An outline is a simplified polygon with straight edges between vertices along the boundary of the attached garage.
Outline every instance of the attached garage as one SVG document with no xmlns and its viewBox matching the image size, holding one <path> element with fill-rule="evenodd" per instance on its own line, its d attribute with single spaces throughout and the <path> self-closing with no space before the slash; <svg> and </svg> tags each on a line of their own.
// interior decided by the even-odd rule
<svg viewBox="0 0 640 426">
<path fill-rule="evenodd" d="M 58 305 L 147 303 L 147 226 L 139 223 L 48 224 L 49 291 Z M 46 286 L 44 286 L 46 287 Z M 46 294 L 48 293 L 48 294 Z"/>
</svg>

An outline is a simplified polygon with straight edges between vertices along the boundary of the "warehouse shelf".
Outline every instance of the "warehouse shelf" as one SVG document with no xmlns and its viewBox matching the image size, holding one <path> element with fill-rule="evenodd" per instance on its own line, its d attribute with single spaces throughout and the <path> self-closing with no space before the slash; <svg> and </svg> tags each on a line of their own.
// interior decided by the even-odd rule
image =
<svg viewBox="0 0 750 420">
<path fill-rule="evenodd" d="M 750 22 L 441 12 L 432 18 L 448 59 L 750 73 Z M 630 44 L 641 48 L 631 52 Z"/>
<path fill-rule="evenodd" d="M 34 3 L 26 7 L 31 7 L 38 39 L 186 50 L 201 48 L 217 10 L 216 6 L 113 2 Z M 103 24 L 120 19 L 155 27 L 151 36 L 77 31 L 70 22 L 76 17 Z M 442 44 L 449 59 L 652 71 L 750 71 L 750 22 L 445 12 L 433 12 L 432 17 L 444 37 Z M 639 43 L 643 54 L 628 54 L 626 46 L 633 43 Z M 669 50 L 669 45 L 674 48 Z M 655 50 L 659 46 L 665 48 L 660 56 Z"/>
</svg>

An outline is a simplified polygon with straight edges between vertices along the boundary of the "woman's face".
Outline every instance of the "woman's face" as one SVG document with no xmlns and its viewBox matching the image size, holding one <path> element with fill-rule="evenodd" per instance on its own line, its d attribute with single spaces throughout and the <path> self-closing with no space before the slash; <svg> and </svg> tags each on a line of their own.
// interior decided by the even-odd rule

▸ What is needed: The records above must be transcribed without a single omission.

▸ Output for this task:
An outline is a simplified polygon with straight edges between vertices along the boundary of the attached garage.
Outline every instance of the attached garage as one SVG document with no xmlns and its viewBox matching the image size, holding one <path> element with fill-rule="evenodd" per instance on its own line, its d attribute with single spaces throughout and the <path> self-closing with no space before the slash; <svg> and </svg> tags each on a line of their own.
// interior decided by the even-odd rule
<svg viewBox="0 0 640 426">
<path fill-rule="evenodd" d="M 58 305 L 147 303 L 147 226 L 139 223 L 48 224 L 49 291 Z M 46 286 L 44 286 L 46 287 Z M 46 294 L 48 293 L 48 294 Z"/>
</svg>

An outline is a simplified polygon with straight edges between vertices along the boundary of the "warehouse shelf".
Outline every instance of the "warehouse shelf" as one SVG document with no xmlns and its viewBox matching the image size, holding one <path> element with fill-rule="evenodd" per instance on its own line, its d attribute with single spaces throughout and the <path> self-closing with no space before the slash; <svg> and </svg> tags each on a line of their own.
// interior decided by the even-odd rule
image =
<svg viewBox="0 0 750 420">
<path fill-rule="evenodd" d="M 750 22 L 441 12 L 432 18 L 448 59 L 750 73 Z M 630 44 L 641 48 L 631 52 Z"/>
<path fill-rule="evenodd" d="M 34 3 L 26 7 L 31 7 L 38 39 L 186 50 L 201 48 L 217 10 L 216 6 L 113 2 Z M 103 24 L 120 19 L 155 27 L 151 36 L 77 31 L 70 22 L 76 17 Z M 442 44 L 449 59 L 652 71 L 750 71 L 750 22 L 445 12 L 433 12 L 432 17 L 444 37 Z M 639 43 L 643 54 L 628 54 L 626 46 L 633 43 Z M 669 50 L 669 45 L 674 48 Z M 655 50 L 659 46 L 665 48 L 660 56 Z"/>
</svg>

An outline is a simplified polygon with straight edges between vertices along the boundary of the "woman's face".
Outline every instance of the "woman's face" as one SVG document with no xmlns and its viewBox matching the image size, holding one <path> element with fill-rule="evenodd" per instance on its own line, its d attribute with single spaces throughout and the <path> self-closing with no space before the slash; <svg> and </svg> tags each on a line of their own.
// interior decided by the even-odd rule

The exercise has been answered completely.